**TASK REQUIREMENTS**
(1) According to the excerpt on failing malls, where was the mall that Pennsylvania REIT left this month?
(2) Extract every line of the entries that contains the word "tree".

**DOCUMENT EXCERPT**
And amid the ongoing collapse in what was once a staple source of shopping and entertainment for “middle America”, many mall owners are simply turning over the keys to lenders even before their lease is over, according to Bloomberg. That puts the loan servicing companies in a position to either try to run the properties themselves or turn around and sell them. If they can’t make the debt payments, the new owners of the commercial mortgage backed securities in turn end up facing the consequences themselves.

While much of the noise surrounding the “big mall short” which dominated the 2017 airwaves has faded, the number of mall loans issued since the financial crisis that identified as “highest risk” has almost tripled to 29 this year. And the consequences are becoming painfully visible. The Washington Prime Group REIT last month simply gave up on two malls in Kansas where the loans had either defaulted or were close to default. This month, Pennsylvania REIT announced that it left a mall in Wilkes-Barre that also had a loan ready for default. The PA REIT is considering abandoning another mall in Wisconsin for the same reason.

**EXERCISE INPUTS**
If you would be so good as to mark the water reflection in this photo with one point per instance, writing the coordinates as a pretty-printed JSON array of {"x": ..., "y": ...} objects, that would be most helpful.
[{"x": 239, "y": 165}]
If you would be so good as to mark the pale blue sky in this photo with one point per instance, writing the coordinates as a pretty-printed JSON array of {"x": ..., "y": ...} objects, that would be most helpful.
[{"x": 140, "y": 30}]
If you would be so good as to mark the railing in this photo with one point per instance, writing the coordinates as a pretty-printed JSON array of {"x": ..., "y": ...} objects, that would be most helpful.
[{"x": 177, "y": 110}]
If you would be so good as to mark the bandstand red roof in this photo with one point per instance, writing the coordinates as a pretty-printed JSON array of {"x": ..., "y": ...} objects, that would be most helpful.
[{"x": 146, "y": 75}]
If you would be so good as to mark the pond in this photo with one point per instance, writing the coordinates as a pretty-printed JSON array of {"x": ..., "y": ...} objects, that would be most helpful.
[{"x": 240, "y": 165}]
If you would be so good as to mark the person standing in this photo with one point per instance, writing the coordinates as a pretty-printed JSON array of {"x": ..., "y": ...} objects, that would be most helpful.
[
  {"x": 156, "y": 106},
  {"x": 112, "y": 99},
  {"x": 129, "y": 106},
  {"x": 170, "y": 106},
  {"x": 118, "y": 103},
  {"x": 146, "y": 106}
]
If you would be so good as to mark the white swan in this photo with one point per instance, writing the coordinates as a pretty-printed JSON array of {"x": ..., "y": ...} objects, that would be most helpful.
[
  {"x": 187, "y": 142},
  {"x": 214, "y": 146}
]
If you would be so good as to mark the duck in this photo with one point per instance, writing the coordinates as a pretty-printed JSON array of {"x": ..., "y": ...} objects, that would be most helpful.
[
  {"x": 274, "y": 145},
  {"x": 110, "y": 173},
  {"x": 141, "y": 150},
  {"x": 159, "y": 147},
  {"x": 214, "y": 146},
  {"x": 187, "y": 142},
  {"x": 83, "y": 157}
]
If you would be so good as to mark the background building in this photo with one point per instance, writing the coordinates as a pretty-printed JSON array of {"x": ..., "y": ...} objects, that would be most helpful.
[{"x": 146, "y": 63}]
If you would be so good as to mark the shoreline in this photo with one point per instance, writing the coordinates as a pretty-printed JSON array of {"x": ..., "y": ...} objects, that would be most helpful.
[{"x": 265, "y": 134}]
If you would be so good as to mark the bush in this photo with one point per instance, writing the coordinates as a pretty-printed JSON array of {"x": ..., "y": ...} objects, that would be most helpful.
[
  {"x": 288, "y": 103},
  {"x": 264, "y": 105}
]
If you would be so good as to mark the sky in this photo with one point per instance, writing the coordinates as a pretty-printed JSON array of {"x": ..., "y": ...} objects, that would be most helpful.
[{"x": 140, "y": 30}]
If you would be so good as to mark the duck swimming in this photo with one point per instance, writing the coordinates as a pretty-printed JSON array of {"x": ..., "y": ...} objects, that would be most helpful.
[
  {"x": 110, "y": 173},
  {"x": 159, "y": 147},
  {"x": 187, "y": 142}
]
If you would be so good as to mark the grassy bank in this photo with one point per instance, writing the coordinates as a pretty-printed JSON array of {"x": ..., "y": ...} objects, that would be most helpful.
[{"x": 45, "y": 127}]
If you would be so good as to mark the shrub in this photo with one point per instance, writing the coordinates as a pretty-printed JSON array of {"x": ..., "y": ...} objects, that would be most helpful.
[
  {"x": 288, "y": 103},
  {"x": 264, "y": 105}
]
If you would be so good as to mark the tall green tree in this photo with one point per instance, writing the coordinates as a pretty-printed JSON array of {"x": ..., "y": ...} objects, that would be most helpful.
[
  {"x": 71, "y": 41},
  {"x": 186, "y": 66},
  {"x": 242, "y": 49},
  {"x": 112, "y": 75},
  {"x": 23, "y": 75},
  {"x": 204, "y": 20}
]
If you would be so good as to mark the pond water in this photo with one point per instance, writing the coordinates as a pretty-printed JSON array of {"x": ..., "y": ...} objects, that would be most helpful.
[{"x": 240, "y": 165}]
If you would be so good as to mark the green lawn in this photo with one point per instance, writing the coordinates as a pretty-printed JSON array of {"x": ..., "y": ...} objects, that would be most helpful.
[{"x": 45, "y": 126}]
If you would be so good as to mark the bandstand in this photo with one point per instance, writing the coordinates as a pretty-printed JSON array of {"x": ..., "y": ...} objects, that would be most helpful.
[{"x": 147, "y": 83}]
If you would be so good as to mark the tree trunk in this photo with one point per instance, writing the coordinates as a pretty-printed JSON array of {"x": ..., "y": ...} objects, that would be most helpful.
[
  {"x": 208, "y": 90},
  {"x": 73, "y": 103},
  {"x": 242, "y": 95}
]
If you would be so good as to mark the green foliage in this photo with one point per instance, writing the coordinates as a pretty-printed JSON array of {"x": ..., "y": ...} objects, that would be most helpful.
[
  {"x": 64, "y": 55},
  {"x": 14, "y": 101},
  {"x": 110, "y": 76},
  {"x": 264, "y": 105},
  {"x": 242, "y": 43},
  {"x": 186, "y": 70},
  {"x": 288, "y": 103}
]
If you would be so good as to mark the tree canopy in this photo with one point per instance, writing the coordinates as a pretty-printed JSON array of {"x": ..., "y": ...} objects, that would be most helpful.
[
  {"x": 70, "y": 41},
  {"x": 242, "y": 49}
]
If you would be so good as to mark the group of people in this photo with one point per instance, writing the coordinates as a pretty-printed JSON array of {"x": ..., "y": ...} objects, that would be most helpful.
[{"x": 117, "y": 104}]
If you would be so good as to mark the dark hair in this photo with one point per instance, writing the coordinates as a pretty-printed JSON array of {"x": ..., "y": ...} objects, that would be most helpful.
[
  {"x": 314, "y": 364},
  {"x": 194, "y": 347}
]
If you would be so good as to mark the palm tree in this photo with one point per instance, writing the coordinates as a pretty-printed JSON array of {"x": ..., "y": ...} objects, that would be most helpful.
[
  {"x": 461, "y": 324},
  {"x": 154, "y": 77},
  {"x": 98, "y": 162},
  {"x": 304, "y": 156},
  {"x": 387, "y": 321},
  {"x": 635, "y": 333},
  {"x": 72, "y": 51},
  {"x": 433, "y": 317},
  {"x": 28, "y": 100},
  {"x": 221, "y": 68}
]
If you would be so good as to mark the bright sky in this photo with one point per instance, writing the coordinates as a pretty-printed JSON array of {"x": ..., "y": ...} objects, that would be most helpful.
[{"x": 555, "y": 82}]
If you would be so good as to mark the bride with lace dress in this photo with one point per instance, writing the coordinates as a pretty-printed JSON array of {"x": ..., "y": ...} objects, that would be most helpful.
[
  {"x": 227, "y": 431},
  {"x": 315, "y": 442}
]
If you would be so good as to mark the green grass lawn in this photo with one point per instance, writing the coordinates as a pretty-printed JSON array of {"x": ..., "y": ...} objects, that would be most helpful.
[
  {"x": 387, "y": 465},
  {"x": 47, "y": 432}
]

**RESULTS IN ORDER**
(1) Wilkes-Barre

(2)
If you would be so good as to mark the tall green tree in this photo with one point per instance, writing the coordinates as a pretty-printed JSON array of {"x": ..., "y": ...} objects, that would be most helpful.
If you would be so good as to mark the tree trunk in this photo with one point per instance, writing the coordinates as a pretty-printed JSON array of {"x": ..., "y": ...} objects, that would be most helpful.
If you would be so good as to mark the tree canopy in this photo with one point per instance, writing the coordinates as a pretty-printed JSON array of {"x": ..., "y": ...} objects, that would be most helpful.
If you would be so good as to mark the palm tree in this photo with one point per instance, writing the coordinates as a pretty-printed JSON array of {"x": ..., "y": ...} objects, that would be most helpful.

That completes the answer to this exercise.